- **Provided passage**

● ● ● ● ●

# 922 Installed, advice needed on WiFi bridging



## cames (Jan 18, 2006)

We had our 922 installed Friday. The installer admittedly had little experience installing this receiver, but managed to get all the sat functions working. The rub is our home wifi network. He said, via phone because I wasn't home at the time, that the wireless adapter he had with him did not work with the 922.
Our house does not have an Ethernet port wired to behind the TV--we were so myopic in 2004. I'm looking for suggestions on using a router of some kind to bridge our wifi network to the 922 via Ethernet. I has a first-gen Apple Airport Express that did this great, but it's since burned out and I'm not interested in paying the Apple premium for a new one. Furthermore, the gaming wifi extenders on Amazon, et al, seemed way overpriced. I understand that many basic wifi routers will do bridging, whether or not they advertise this function, and would appreciate recommendations for a good cheap one.


----------



## 356B (Oct 11, 2008)

I believe you're thinking of Slinglink Homeplug. The device is suitable for wireless.
This link may help, http://www.satelliteguys.us/dish-vi...69-broadband-slinglink-homeplug-question.html

From what I get the Slinglink Homeplug is what the installer should have or recommend. You can google and find much info.

● ● ● ● ●

- **Given task**
Please answer these about the 922 WiFi thread:
(a) On what day was the 922 installed?
(b) What device had earlier bridged the poster's wifi network before it burned out?
(c) What product does 356B suggest the installer should have had or recommended?
Rely only on the 922 WiFi thread.

● ● ● ● ●

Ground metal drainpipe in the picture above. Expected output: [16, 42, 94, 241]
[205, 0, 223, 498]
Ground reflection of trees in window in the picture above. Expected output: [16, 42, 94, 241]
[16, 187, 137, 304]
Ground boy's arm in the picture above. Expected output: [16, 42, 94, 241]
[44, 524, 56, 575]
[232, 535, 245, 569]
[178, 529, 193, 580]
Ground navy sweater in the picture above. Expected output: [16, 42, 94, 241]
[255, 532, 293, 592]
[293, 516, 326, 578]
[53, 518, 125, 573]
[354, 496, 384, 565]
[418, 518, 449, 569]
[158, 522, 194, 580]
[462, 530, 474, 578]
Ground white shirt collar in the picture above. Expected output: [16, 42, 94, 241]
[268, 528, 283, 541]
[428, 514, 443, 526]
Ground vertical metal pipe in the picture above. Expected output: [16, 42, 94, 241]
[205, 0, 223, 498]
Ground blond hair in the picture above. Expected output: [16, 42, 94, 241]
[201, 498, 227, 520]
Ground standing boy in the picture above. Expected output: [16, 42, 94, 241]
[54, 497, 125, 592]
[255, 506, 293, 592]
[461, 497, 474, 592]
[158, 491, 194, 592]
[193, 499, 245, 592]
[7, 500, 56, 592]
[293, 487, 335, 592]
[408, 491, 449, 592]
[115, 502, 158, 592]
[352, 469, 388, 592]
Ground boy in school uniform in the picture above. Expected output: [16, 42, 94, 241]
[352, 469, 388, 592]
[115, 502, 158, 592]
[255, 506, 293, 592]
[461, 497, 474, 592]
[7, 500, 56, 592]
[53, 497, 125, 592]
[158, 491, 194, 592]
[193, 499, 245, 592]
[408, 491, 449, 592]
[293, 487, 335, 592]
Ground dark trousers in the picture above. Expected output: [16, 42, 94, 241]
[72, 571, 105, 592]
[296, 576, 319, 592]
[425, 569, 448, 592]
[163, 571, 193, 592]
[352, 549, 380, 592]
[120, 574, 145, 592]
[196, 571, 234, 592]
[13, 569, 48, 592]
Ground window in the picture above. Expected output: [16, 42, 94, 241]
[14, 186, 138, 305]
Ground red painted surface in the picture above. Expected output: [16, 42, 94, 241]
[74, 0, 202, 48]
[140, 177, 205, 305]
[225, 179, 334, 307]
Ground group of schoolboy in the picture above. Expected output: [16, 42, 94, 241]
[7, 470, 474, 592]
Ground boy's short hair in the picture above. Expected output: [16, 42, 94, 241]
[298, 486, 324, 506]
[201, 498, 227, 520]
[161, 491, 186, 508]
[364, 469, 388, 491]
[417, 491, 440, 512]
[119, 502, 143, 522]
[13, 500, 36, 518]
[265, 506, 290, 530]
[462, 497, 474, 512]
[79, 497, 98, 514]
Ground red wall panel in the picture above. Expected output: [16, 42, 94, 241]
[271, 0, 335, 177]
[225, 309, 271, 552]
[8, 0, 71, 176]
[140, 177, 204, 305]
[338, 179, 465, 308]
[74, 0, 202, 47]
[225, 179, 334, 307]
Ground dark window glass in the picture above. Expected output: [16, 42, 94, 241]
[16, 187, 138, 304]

● ● ● ● ●

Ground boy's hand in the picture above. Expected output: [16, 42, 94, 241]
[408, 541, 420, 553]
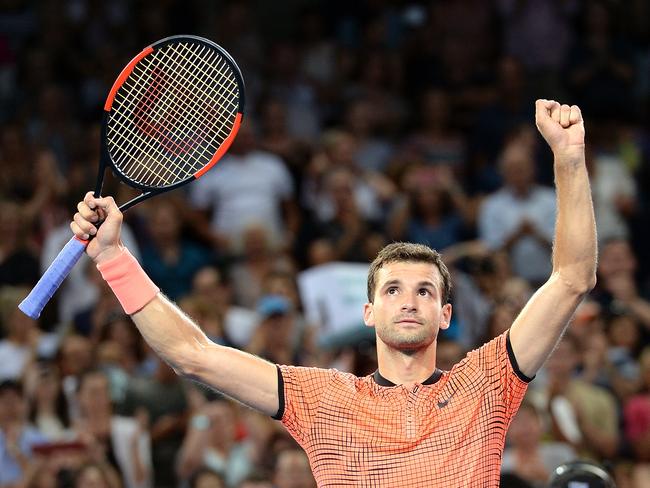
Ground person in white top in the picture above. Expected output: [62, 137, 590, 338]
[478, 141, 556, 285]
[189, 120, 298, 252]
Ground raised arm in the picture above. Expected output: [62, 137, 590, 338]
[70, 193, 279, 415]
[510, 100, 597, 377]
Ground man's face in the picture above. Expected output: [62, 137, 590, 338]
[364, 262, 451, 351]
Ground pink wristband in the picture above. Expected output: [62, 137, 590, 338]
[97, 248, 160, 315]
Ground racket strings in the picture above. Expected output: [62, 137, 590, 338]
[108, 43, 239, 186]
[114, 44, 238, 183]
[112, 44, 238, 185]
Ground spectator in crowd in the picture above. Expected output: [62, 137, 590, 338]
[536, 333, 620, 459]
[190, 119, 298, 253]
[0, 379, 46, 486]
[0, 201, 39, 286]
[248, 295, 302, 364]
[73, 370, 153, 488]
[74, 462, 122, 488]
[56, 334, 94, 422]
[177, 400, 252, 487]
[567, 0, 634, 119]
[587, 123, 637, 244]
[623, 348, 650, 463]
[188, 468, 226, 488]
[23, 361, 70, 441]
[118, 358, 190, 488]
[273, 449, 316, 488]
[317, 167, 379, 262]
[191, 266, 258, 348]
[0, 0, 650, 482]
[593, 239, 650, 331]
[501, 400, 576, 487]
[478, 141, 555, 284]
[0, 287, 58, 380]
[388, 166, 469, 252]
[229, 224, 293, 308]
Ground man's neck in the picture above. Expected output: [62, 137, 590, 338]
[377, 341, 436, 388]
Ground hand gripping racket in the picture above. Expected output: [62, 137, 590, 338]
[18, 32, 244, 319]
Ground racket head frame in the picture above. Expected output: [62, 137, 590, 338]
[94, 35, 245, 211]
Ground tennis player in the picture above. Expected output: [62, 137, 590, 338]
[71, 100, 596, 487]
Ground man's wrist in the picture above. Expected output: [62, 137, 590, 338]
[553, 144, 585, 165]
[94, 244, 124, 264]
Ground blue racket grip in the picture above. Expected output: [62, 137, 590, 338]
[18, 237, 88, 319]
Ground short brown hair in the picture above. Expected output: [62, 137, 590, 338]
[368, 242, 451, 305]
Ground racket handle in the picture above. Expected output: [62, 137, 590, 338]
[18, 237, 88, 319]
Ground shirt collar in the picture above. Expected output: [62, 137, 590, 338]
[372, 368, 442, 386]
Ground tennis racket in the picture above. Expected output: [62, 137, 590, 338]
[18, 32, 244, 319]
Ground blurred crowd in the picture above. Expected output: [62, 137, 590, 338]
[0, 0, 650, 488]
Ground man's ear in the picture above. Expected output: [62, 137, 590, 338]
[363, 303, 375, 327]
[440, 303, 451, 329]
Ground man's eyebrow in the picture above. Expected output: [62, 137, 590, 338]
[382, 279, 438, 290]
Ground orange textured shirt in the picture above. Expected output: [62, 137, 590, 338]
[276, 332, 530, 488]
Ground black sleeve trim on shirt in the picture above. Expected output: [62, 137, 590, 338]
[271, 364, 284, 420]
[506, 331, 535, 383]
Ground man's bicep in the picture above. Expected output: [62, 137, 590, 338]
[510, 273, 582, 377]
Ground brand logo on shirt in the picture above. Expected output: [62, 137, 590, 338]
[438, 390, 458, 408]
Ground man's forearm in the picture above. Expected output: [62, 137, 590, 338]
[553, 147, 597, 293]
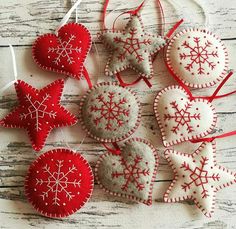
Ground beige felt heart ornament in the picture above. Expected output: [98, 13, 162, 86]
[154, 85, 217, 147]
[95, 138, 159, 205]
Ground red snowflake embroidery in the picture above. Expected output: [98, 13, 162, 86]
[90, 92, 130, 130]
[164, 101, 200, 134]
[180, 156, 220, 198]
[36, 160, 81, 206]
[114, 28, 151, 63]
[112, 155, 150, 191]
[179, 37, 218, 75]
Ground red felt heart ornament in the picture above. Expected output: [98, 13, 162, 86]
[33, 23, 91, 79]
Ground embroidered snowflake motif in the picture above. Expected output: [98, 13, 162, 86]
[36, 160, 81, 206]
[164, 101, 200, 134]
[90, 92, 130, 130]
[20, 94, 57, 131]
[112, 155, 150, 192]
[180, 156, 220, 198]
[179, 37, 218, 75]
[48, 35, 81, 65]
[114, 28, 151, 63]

● ● ● ● ●

- **Answer to the problem**
(a) Friday
(b) A first-gen Apple Airport Express
(c) Slinglink Homeplug